## begin
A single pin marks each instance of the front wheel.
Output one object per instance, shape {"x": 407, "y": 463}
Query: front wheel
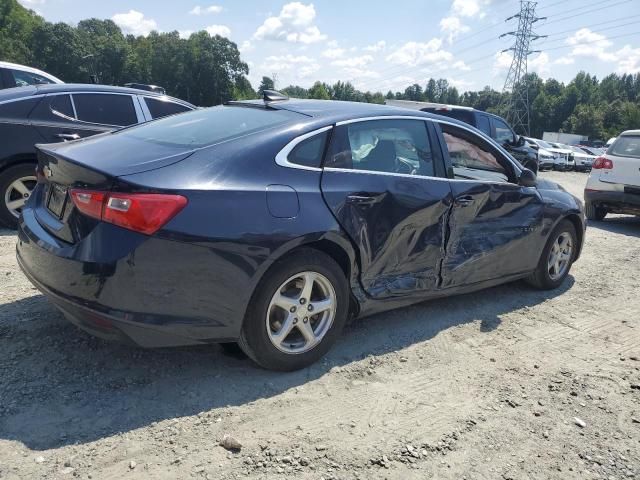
{"x": 557, "y": 257}
{"x": 16, "y": 185}
{"x": 297, "y": 312}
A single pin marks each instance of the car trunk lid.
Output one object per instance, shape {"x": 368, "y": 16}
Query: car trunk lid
{"x": 62, "y": 168}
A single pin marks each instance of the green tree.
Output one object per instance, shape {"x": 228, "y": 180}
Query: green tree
{"x": 265, "y": 84}
{"x": 319, "y": 92}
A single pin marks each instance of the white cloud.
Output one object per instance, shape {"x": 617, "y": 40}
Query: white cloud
{"x": 376, "y": 47}
{"x": 502, "y": 60}
{"x": 353, "y": 62}
{"x": 198, "y": 10}
{"x": 415, "y": 53}
{"x": 466, "y": 8}
{"x": 590, "y": 44}
{"x": 334, "y": 53}
{"x": 134, "y": 22}
{"x": 452, "y": 27}
{"x": 221, "y": 30}
{"x": 460, "y": 65}
{"x": 294, "y": 24}
{"x": 308, "y": 70}
{"x": 629, "y": 60}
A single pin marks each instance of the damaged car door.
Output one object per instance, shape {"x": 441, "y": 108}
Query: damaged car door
{"x": 495, "y": 223}
{"x": 387, "y": 190}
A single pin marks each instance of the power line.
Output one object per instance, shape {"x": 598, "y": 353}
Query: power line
{"x": 517, "y": 102}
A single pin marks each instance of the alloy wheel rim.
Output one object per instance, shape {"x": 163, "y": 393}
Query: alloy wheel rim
{"x": 18, "y": 193}
{"x": 301, "y": 312}
{"x": 560, "y": 256}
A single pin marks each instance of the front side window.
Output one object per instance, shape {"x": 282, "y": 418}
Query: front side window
{"x": 471, "y": 157}
{"x": 483, "y": 124}
{"x": 386, "y": 146}
{"x": 24, "y": 79}
{"x": 105, "y": 109}
{"x": 54, "y": 108}
{"x": 163, "y": 108}
{"x": 503, "y": 133}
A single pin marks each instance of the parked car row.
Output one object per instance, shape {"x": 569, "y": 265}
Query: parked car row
{"x": 270, "y": 223}
{"x": 59, "y": 113}
{"x": 614, "y": 183}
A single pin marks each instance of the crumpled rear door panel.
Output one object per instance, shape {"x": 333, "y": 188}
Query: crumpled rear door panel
{"x": 497, "y": 233}
{"x": 398, "y": 225}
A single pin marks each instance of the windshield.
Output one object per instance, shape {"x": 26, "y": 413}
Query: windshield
{"x": 204, "y": 127}
{"x": 543, "y": 144}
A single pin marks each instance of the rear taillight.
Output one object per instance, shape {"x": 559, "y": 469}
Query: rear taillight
{"x": 142, "y": 212}
{"x": 602, "y": 162}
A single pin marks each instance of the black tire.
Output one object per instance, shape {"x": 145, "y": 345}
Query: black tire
{"x": 254, "y": 338}
{"x": 7, "y": 177}
{"x": 594, "y": 213}
{"x": 541, "y": 277}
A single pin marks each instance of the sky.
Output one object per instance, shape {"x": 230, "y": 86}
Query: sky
{"x": 382, "y": 45}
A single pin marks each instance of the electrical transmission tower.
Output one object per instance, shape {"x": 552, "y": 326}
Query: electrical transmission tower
{"x": 517, "y": 100}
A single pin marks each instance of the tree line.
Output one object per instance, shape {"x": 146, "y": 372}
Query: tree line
{"x": 208, "y": 70}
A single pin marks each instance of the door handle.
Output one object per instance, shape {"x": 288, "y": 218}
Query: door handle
{"x": 464, "y": 201}
{"x": 361, "y": 199}
{"x": 67, "y": 136}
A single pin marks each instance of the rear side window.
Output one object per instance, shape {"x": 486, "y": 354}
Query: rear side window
{"x": 471, "y": 157}
{"x": 503, "y": 133}
{"x": 483, "y": 124}
{"x": 208, "y": 126}
{"x": 308, "y": 153}
{"x": 105, "y": 109}
{"x": 54, "y": 108}
{"x": 24, "y": 79}
{"x": 386, "y": 146}
{"x": 626, "y": 146}
{"x": 163, "y": 108}
{"x": 461, "y": 114}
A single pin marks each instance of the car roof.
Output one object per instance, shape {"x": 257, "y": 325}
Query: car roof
{"x": 18, "y": 92}
{"x": 332, "y": 111}
{"x": 24, "y": 68}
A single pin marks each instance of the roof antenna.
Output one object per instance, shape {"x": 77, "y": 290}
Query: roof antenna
{"x": 273, "y": 96}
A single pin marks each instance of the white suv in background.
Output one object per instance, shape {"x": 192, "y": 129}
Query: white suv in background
{"x": 614, "y": 183}
{"x": 14, "y": 75}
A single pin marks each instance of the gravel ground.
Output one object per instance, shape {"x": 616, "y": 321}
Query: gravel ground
{"x": 505, "y": 383}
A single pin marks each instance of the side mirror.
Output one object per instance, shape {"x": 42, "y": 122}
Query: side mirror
{"x": 527, "y": 178}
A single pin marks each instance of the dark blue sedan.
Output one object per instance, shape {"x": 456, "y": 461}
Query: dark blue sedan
{"x": 270, "y": 223}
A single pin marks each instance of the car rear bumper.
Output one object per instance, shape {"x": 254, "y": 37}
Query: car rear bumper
{"x": 614, "y": 201}
{"x": 159, "y": 294}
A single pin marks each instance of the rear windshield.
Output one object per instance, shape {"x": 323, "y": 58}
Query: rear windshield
{"x": 626, "y": 146}
{"x": 543, "y": 144}
{"x": 204, "y": 127}
{"x": 460, "y": 114}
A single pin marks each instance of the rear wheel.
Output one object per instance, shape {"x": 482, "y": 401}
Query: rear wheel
{"x": 557, "y": 257}
{"x": 297, "y": 312}
{"x": 16, "y": 185}
{"x": 595, "y": 213}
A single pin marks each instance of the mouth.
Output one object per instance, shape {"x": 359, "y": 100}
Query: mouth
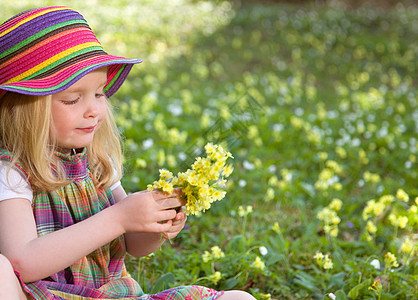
{"x": 87, "y": 129}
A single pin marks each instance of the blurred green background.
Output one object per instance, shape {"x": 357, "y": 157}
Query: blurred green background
{"x": 316, "y": 100}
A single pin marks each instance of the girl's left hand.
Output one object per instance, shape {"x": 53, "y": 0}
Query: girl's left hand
{"x": 177, "y": 225}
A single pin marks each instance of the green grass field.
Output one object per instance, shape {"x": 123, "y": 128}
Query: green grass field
{"x": 317, "y": 103}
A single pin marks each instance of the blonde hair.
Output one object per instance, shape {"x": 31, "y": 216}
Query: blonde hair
{"x": 25, "y": 132}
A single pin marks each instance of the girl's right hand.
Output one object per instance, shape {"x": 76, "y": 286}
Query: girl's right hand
{"x": 147, "y": 211}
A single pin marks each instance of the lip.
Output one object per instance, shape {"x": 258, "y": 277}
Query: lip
{"x": 87, "y": 129}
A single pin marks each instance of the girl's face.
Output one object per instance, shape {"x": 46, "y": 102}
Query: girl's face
{"x": 78, "y": 111}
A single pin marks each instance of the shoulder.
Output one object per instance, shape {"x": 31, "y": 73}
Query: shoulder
{"x": 13, "y": 182}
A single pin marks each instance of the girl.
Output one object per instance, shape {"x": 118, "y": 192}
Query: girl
{"x": 65, "y": 220}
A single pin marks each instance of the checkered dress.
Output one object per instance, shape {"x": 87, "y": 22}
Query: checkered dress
{"x": 102, "y": 273}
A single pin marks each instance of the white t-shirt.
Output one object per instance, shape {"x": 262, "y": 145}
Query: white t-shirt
{"x": 21, "y": 186}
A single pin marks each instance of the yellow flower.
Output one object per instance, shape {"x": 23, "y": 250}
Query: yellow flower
{"x": 371, "y": 177}
{"x": 390, "y": 260}
{"x": 207, "y": 256}
{"x": 323, "y": 155}
{"x": 326, "y": 174}
{"x": 407, "y": 246}
{"x": 269, "y": 194}
{"x": 402, "y": 195}
{"x": 217, "y": 252}
{"x": 403, "y": 221}
{"x": 376, "y": 287}
{"x": 341, "y": 152}
{"x": 276, "y": 227}
{"x": 335, "y": 204}
{"x": 266, "y": 296}
{"x": 371, "y": 227}
{"x": 323, "y": 260}
{"x": 333, "y": 165}
{"x": 258, "y": 264}
{"x": 215, "y": 277}
{"x": 386, "y": 199}
{"x": 203, "y": 183}
{"x": 243, "y": 212}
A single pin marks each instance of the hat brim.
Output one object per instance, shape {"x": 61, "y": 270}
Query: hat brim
{"x": 118, "y": 70}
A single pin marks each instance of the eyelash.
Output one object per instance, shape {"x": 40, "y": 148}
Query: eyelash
{"x": 71, "y": 102}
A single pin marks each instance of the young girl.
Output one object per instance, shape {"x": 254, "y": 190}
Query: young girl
{"x": 65, "y": 220}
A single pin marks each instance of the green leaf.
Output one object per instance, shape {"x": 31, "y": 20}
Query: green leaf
{"x": 354, "y": 292}
{"x": 230, "y": 283}
{"x": 340, "y": 295}
{"x": 163, "y": 283}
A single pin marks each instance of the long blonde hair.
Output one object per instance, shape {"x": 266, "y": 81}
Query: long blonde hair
{"x": 25, "y": 126}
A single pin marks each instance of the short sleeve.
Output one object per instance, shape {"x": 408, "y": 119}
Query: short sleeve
{"x": 115, "y": 185}
{"x": 13, "y": 183}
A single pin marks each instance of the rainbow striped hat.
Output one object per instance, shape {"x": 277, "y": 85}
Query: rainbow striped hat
{"x": 45, "y": 50}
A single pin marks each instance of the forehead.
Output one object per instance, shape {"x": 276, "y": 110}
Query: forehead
{"x": 92, "y": 80}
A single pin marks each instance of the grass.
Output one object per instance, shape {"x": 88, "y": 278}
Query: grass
{"x": 315, "y": 102}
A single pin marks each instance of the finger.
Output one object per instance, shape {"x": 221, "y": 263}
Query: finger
{"x": 167, "y": 203}
{"x": 158, "y": 194}
{"x": 180, "y": 216}
{"x": 165, "y": 215}
{"x": 177, "y": 193}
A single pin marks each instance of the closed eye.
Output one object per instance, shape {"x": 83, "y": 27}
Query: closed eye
{"x": 70, "y": 102}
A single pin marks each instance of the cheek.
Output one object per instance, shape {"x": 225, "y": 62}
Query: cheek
{"x": 103, "y": 111}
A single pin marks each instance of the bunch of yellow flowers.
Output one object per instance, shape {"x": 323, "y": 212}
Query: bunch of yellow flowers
{"x": 323, "y": 260}
{"x": 203, "y": 183}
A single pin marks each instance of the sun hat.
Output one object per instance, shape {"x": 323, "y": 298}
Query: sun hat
{"x": 45, "y": 50}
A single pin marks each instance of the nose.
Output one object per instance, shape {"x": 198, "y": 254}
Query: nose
{"x": 92, "y": 107}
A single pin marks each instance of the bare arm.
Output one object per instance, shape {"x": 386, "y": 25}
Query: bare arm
{"x": 143, "y": 243}
{"x": 39, "y": 257}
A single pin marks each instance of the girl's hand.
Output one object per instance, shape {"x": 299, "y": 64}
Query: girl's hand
{"x": 149, "y": 211}
{"x": 177, "y": 224}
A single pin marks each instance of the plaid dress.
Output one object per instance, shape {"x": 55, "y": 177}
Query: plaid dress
{"x": 102, "y": 273}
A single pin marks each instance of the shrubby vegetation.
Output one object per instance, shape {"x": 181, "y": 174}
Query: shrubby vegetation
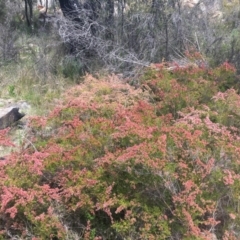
{"x": 112, "y": 161}
{"x": 154, "y": 155}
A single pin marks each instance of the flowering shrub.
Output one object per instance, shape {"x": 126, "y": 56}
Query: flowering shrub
{"x": 112, "y": 161}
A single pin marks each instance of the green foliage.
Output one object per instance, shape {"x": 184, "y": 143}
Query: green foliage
{"x": 111, "y": 161}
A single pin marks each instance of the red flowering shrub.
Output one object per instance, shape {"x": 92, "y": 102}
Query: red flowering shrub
{"x": 112, "y": 161}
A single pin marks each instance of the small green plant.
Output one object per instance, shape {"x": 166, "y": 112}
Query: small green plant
{"x": 11, "y": 91}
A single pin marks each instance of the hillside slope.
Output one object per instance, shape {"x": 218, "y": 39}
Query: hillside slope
{"x": 112, "y": 161}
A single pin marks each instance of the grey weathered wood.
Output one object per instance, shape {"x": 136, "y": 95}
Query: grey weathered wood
{"x": 8, "y": 116}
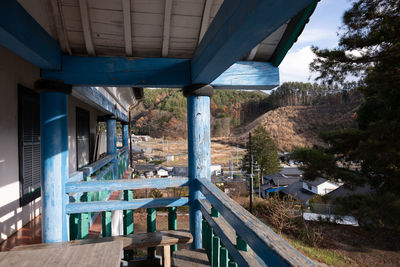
## end
WHAT YOU HAVE TO DO: Copy the items verbatim, from the line containing "A single pin marks each instance of the red" through the end of the items, both ends included, and leave out any pictures.

RIGHT ANSWER:
A single pin marks each instance of the red flowering shrub.
Output one object per instance, shape {"x": 92, "y": 102}
Query: red flowering shrub
{"x": 112, "y": 161}
A single pin marks each instance of the small green plant.
Output one object per instance, shape {"x": 166, "y": 112}
Query: small green plant
{"x": 11, "y": 91}
A single pin marks each instance of the hillside slope.
Output one object per instance, shape {"x": 218, "y": 39}
Query: hillside slope
{"x": 112, "y": 161}
A single pin marks each instance of the grey weathered wood.
Output one object per instance, shape {"x": 136, "y": 95}
Query: grey weathered wood
{"x": 8, "y": 116}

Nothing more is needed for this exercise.